*** Opening of Exercise passage ***

SAN FRANCISCO (AP) _ When Patricia Henley was 15, she watched sultry star Susan Hayward smoke on the big screen. It was cool. It was glamorous. She said no one told her it might be deadly.

Three decades later, the former three-pack-a-day smoker with inoperable lung cancer convinced a jury that Philip Morris Cos. concealed the risks and addictiveness of smoking, and the panel rewarded her by returning the largest verdict ever in a tobacco lawsuit filed by an individual _ $51.5 million.

``I feel wonderful,″ said Ms. Henley, who pledged to donate any money she receives to educate youngsters about the dangers of smoking. ``This is a great day for the children.″

Ms. Henley, 52, won $50 million in punitive damages Wednesday on top of $1.5 million in compensation awarded by the Superior Court jury a day earlier.

Although no similar verdict against the tobacco industry has survived on appeal, some say Ms. Henley’s case marks a change in fortune for cigarette makers.

Dr. Stanton Glantz, a University of California, San Francisco professor of medicine who published a book in 1996 that exposed tobacco industry documents, said he believes plaintiffs’ lawyers have learned from mistakes.

``I think you’re just beginning to see the beginning of the dam burst,″ he said. ``The evidence of wrongdoing by the industry is getting overwhelming.″

Ms. Henley thought she had pneumonia when she started coughing and having trouble singing. She was about to record a country and western music compact disc when she finally sought help.

She was diagnosed a year ago with inoperable cancer. Ms. Henley was forced to quit smoking and educate herself about what was in all those Marlboros.

``I went from knowing nothing to knowing too much,″ she said. ``We went into this case figuring we’d never beat big business.″

She sued Philip Morris in May.

Her lawyer, Madelyn Chaber, asked a jury of five men and seven women to ``send a message back to this company that the price of human life cannot be calculated into the cost of doing business.″

Punitive damages were the only way to get the attention of a company worth $3.5 billion, she said.

Two of the 12 jurors, including jury foreman George Loudis, voted against awarding the $50 million in punitive damages. He supported punitive damages of $15 million.

``Our decision was based on a lot of evidence, the suppression of known facts by Philip Morris,″ Loudis said. ``They had a lot of information they just didn’t give out.″

William Ohlemeyer, who represents Philip Morris, said Wednesday that the company would appeal.

*** Close of Exercise passage ***
*** Opening of Given entries ***

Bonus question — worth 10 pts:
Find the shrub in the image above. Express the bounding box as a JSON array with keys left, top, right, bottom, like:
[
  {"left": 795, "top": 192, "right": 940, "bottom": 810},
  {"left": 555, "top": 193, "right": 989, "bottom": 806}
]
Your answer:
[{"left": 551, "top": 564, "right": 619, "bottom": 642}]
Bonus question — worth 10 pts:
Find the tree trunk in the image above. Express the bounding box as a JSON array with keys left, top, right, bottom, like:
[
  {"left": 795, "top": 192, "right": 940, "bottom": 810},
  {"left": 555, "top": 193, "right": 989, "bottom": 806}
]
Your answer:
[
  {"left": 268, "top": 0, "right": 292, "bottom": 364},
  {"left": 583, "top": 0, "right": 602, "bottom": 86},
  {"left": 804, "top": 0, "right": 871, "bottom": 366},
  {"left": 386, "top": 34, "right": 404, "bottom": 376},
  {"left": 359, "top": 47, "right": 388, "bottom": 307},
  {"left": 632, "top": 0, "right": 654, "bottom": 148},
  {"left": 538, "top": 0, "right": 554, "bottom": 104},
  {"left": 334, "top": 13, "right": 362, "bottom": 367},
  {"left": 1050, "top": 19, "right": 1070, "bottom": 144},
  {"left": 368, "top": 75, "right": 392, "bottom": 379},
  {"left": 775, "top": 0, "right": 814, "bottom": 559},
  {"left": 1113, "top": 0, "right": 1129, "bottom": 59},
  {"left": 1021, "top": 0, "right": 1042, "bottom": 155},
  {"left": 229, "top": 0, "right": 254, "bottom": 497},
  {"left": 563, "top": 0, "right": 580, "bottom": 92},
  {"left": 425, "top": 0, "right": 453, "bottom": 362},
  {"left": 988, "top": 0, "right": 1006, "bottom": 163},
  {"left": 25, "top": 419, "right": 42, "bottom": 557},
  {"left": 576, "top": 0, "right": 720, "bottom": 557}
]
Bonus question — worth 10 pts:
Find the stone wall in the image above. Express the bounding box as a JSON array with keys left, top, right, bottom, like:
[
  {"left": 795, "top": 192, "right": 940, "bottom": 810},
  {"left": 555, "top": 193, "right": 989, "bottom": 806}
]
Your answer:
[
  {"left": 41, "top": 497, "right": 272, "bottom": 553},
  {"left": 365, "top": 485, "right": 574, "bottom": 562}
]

*** Close of Given entries ***

▶ What to work on:
[a] Reproduce the news article from "She sued Philip" up to and including "company would appeal.".
[b] In the news article, what did Ms. Henley pledge to do with any money she receives?
Rely only on the news article.

▶ Task-by-task results:
[a]
She sued Philip Morris in May.

Her lawyer, Madelyn Chaber, asked a jury of five men and seven women to ``send a message back to this company that the price of human life cannot be calculated into the cost of doing business.″

Punitive damages were the only way to get the attention of a company worth $3.5 billion, she said.

Two of the 12 jurors, including jury foreman George Loudis, voted against awarding the $50 million in punitive damages. He supported punitive damages of $15 million.

``Our decision was based on a lot of evidence, the suppression of known facts by Philip Morris,″ Loudis said. ``They had a lot of information they just didn’t give out.″

William Ohlemeyer, who represents Philip Morris, said Wednesday that the company would appeal.

[b] She pledged to donate it to educate youngsters about the dangers of smoking.